TRECHO DA FONTE:
Estamos acostumados a ouvir sobre as imunidades de parlamentares, sobre o chamado foro privilegiado, algo que alcança deputados e senadores, por exemplo.

Mas afinal, o vereador tem imunidade parlamentar?

A questão a ser respondida é comum aos vereadores e muito mais entre os membros da comunidade de um município.

Não raras as vezes que um vereador se pronuncia, emite uma opinião política, alguém da localidade (adversário político via de regra) já alardeia que irá processá-lo, pois se sentiu ofendido com tal pronunciamento. Daí já correm todos ao facebook para acompanhar a rinha, onde geralmente ela se desenvolve pelas torcidas de um e de outro, é a conduta atual nas pequenas cidades, infelizmente.

É que sabemos principalmente em municípios pequenos, que os adversários políticos se monitoram mutuamente, e o que é dito por um político automaticamente chega aos ouvidos do outro, daí a famosa frase dos políticos dita entre si: “vou te processar!”. E as ações judiciais surgem mesmo.

Respondendo, então, sobre a existência ou não de imunidade parlamentar ao vereador, também seu alcance, vamos à Constituição Federal de 1.988, também, ao Supremo Tribunal Federal – STF.

Diz a redação do Art. 29, inciso VIII, da CF/88, que “os vereadores são invioláveis por suas opiniões, palavras e votos no exercício do mandato e na circunscrição do município”.

Então, nossa Constituição Federal assegura uma garantia ao vereador, a imunidade parlamentar, conforme o artigo 29, VIII. Ora! a imunidade parlamentar do vereador existe.

Vamos entender essa garantia constitucional. A imunidade parlamentar do vereador é o direito de se expressar livremente, por suas opiniões, palavras e votos.

O vereador no exercício do mandato e na sua circunscrição não pode sofrer impedimentos à sua liberdade de verear e manifestar sua livre consciência política.

INSTRUÇÕES DE TRABALHO:
A: Segundo o trecho da fonte, qual artigo e qual inciso da Constituição Federal de 1988 declaram os vereadores invioláveis?
B: Passe para o inglês esta frase do trecho da fonte: “A imunidade parlamentar do vereador é o direito de se expressar livremente, por suas opiniões, palavras e votos.”
C: Enumere tudo aquilo por que os vereadores são invioláveis conforme a redação do Art. 29, inciso VIII, citada no trecho da fonte.
Os registros não têm nenhum papel nesta atividade.

REGISTROS FORNECIDOS:
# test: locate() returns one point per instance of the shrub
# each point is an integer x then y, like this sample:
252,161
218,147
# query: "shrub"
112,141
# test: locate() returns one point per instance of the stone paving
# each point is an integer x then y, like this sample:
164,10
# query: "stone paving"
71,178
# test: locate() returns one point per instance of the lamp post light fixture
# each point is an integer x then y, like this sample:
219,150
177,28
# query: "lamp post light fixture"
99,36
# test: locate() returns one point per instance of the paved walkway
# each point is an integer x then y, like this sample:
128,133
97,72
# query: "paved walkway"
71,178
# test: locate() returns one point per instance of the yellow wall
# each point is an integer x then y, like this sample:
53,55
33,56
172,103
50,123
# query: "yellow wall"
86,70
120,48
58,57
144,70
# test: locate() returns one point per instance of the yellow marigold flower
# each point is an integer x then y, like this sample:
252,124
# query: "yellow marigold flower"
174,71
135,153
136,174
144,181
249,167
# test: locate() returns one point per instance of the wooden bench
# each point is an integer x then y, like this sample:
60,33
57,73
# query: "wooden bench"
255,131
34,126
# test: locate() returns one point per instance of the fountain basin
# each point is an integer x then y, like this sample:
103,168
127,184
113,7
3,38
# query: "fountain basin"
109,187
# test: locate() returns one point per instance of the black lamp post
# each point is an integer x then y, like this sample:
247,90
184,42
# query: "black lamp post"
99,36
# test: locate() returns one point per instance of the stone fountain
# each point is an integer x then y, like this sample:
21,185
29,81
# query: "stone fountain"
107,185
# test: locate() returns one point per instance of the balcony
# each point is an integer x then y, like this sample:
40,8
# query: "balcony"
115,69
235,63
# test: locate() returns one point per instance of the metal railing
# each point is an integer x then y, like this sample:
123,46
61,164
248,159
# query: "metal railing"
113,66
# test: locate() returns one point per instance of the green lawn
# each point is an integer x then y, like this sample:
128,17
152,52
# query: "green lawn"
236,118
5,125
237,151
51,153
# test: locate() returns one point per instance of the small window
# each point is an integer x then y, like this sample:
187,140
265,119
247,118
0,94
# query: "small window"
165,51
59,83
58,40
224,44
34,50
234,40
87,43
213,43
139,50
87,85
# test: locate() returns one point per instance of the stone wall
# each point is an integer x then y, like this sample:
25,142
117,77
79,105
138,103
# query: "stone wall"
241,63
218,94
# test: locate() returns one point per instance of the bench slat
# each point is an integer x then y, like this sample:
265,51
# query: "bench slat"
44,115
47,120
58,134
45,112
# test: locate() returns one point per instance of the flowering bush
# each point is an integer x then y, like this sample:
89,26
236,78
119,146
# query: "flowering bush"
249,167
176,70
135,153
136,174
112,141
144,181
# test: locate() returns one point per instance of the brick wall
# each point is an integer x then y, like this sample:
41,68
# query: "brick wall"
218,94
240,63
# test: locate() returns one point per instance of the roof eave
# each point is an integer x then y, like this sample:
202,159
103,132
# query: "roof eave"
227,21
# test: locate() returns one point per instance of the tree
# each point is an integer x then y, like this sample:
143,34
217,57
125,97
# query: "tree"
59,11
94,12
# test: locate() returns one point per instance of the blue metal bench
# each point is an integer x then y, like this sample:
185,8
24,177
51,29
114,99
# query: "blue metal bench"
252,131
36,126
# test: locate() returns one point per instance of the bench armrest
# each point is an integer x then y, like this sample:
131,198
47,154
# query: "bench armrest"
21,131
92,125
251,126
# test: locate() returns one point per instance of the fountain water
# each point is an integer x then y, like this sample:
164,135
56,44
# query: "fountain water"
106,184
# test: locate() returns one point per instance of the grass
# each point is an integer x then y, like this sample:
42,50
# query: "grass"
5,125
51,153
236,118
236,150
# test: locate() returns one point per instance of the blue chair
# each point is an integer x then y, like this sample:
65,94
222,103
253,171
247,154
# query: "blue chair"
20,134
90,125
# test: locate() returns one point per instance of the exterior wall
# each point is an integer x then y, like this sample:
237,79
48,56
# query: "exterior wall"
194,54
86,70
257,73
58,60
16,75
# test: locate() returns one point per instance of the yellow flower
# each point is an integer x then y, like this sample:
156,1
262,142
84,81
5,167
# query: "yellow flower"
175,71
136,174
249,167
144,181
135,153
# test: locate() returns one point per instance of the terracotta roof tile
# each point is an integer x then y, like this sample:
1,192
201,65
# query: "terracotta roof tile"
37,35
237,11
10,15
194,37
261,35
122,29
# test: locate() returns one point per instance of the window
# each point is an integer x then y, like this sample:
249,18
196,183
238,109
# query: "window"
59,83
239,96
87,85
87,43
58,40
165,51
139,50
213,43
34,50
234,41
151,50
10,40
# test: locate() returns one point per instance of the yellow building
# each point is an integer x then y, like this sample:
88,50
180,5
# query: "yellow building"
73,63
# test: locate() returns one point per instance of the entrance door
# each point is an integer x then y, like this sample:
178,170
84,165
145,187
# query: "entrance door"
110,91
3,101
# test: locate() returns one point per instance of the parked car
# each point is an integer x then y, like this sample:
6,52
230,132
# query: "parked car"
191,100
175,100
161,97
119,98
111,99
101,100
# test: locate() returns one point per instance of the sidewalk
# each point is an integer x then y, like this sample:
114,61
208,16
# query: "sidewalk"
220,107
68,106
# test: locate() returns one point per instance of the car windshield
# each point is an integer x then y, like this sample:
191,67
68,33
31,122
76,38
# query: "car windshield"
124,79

CONJUNTO DE RESPOSTAS:
A: O artigo 29, inciso VIII.

B: A city councilor's parliamentary immunity is the right to express themselves freely, through their opinions, words, and votes.

C: Opiniões, palavras e votos.